→ **Source extract**:
——

But really drip acclimation isn’t needed for fish except for in specific situations like transshipping or massive parameter swings. Just float em 15 (I do an hour paraguard dip) then add to tank.
 
I don’t usually do drip acclimation. I’ve always floated 15-30 minutes for temp and then cut the bag and put some tank water in. Repeat until the salinity in the bag matches my tank and then add. Second part takes about 30-45 minutes. Haven’t lost anyone doing it that way yet.
 
If the salinity is the same, I would just float the bag for temperature and drop them in.

However, for shipped fish that have been in transit for many hours, pH in the bag is going to be on the lower end. So what I like to do is the night before start aerating 2 gallons of water in a 5 gallon bucket with an air stone from inside the room. Since CO2 is elevated in the room, pH is lowered to about 7.7 to 7.8. Then I will net the fish, NOT using any bag water into the acclimation bucket. From there, I will switch the air stone to outside fresh air, and the pH will slowly begin to rise.

So typically what happens, shipped fish are in salinity around 30ppt and my tank is 35ppt so as I'm drip acclimating to accommodate salinity, the pH will also slowly rise as the switch from inside aeration to outside aeration is taking place.

edit: This typically takes an hour or so, and I will add a few drops of Seachem Prime just to be on the safe side with ammonia.
 
For fish and inverts I do the following:
1. Open bag roll down the top then place in tank or sump and clip in place.

——

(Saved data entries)
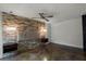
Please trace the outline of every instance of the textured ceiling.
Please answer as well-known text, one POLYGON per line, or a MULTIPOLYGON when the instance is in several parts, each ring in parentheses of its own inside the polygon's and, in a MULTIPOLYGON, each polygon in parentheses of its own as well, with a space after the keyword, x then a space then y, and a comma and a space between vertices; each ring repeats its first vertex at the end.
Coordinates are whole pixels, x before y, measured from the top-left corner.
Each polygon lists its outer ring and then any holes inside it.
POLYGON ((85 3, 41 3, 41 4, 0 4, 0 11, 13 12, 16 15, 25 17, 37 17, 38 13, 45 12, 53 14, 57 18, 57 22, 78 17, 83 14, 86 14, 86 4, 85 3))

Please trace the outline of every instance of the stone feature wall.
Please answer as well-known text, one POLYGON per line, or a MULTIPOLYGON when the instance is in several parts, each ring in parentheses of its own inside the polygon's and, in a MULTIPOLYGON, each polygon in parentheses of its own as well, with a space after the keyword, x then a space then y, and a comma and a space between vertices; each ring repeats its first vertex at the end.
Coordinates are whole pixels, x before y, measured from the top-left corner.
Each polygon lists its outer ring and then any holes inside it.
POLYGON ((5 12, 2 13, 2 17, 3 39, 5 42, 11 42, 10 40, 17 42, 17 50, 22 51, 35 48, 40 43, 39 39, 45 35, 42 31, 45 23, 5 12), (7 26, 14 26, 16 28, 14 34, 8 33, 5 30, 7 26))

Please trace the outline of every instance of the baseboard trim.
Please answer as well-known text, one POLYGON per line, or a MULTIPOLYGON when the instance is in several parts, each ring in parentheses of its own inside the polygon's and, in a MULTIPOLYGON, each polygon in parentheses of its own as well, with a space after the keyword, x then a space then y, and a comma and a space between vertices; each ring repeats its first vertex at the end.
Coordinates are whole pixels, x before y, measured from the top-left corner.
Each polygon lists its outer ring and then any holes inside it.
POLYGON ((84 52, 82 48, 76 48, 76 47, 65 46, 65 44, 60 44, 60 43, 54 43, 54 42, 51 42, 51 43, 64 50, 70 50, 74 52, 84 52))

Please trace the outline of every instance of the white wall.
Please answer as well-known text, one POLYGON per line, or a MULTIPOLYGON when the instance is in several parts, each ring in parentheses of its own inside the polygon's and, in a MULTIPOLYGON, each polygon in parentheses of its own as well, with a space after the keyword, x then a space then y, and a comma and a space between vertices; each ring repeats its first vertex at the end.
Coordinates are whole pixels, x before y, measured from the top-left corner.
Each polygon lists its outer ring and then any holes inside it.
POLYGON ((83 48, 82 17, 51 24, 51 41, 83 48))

——

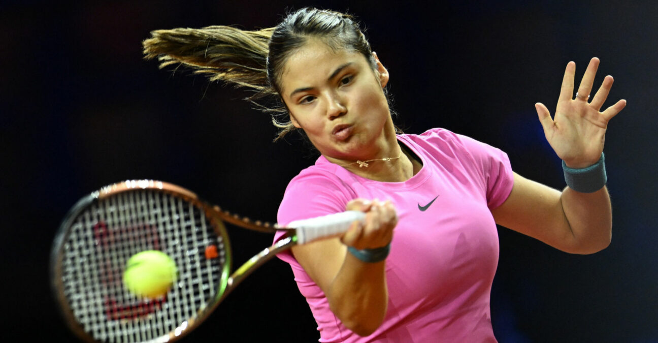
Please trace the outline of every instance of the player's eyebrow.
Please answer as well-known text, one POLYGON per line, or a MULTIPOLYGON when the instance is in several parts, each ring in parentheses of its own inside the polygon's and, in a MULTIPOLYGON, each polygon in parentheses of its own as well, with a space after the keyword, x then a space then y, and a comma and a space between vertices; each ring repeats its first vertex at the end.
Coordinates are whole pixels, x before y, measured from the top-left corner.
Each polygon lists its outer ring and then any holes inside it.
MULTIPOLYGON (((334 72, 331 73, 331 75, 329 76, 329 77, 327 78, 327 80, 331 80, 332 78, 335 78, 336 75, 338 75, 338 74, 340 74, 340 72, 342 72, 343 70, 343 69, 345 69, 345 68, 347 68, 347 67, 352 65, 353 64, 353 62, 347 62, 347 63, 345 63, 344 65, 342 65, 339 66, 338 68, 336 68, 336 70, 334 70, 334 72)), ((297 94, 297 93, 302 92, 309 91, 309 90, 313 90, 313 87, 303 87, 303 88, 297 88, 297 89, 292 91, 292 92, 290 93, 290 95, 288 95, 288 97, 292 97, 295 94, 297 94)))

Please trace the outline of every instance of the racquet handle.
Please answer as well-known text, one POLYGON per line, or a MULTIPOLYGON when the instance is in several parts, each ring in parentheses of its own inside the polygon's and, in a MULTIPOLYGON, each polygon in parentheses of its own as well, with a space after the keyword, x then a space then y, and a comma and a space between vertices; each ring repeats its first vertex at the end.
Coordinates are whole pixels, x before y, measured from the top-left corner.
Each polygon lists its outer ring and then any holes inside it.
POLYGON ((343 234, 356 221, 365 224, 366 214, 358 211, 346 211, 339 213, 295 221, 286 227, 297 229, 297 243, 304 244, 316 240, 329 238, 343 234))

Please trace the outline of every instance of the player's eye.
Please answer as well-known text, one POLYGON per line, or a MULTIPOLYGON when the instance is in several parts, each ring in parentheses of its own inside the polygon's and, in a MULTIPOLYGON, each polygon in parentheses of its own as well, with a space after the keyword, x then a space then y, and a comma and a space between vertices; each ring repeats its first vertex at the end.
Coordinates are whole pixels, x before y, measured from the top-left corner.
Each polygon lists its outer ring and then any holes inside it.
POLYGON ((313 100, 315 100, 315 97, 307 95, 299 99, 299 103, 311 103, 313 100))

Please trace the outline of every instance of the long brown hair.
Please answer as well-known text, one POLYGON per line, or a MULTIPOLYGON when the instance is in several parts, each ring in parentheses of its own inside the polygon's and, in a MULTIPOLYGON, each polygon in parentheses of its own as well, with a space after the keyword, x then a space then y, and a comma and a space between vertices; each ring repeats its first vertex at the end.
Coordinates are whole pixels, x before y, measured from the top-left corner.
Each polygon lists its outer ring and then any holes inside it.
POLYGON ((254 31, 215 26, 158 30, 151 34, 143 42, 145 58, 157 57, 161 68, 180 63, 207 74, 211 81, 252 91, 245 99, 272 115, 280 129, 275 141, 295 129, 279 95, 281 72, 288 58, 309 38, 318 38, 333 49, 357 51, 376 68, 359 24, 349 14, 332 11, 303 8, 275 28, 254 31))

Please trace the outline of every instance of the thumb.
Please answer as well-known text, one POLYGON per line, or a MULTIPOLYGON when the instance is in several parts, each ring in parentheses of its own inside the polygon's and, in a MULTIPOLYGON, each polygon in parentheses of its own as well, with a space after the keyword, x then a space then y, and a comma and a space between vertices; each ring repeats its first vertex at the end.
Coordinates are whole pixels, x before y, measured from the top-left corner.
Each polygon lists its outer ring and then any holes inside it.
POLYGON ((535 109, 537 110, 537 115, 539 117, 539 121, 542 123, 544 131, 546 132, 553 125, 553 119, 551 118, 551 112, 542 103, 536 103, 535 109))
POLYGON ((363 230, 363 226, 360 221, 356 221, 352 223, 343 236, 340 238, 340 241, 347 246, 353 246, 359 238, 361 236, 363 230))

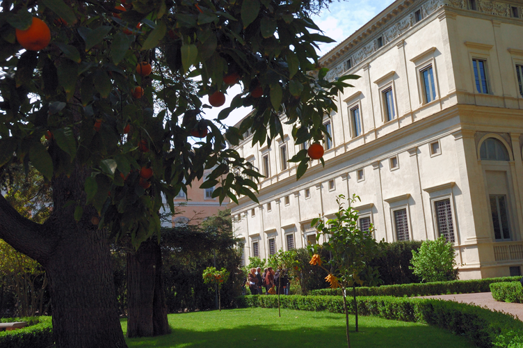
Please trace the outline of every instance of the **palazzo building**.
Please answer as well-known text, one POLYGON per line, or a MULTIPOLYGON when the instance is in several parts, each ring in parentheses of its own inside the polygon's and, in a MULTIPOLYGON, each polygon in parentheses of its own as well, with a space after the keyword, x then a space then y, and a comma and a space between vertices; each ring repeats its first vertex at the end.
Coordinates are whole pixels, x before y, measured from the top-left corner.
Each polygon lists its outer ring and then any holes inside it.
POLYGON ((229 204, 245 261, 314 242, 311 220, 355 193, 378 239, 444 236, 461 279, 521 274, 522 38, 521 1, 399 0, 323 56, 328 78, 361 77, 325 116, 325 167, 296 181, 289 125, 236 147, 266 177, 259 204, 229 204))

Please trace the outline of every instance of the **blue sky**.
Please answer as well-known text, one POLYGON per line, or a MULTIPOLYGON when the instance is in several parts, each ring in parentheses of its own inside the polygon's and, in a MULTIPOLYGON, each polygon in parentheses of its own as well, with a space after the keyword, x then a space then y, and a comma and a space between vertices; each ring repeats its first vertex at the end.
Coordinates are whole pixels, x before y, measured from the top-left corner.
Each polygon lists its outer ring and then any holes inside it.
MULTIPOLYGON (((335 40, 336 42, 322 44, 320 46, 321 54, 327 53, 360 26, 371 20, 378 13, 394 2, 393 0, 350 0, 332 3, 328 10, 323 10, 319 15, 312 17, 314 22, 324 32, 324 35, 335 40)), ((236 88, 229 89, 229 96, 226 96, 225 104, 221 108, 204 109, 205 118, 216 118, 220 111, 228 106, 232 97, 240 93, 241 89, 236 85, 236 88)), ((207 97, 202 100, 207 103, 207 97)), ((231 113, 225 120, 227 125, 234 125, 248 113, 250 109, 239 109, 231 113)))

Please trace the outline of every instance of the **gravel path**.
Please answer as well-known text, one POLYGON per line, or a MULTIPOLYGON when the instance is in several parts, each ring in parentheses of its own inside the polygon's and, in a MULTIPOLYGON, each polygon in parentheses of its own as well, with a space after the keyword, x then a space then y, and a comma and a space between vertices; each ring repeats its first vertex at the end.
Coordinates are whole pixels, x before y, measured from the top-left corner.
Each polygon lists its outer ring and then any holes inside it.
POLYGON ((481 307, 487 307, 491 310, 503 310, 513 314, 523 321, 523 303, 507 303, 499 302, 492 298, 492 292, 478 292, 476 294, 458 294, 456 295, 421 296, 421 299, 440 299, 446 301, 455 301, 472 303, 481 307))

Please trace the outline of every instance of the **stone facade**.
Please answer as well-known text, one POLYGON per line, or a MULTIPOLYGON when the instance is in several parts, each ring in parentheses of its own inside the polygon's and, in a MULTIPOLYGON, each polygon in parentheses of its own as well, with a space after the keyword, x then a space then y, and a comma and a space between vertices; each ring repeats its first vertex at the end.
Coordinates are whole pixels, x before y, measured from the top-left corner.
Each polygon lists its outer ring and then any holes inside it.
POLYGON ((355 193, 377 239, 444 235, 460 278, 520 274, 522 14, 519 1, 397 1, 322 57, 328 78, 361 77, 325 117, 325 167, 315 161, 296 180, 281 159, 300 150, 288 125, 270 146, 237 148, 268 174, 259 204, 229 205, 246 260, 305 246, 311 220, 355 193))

——

→ **Exercise description**:
Reproduce the passage of the fish acclimation text from "So typically what" to "side with ammonia.".

→ **Final answer**:
So typically what happens, shipped fish are in salinity around 30ppt and my tank is 35ppt so as I'm drip acclimating to accommodate salinity, the pH will also slowly rise as the switch from inside aeration to outside aeration is taking place.

edit: This typically takes an hour or so, and I will add a few drops of Seachem Prime just to be on the safe side with ammonia.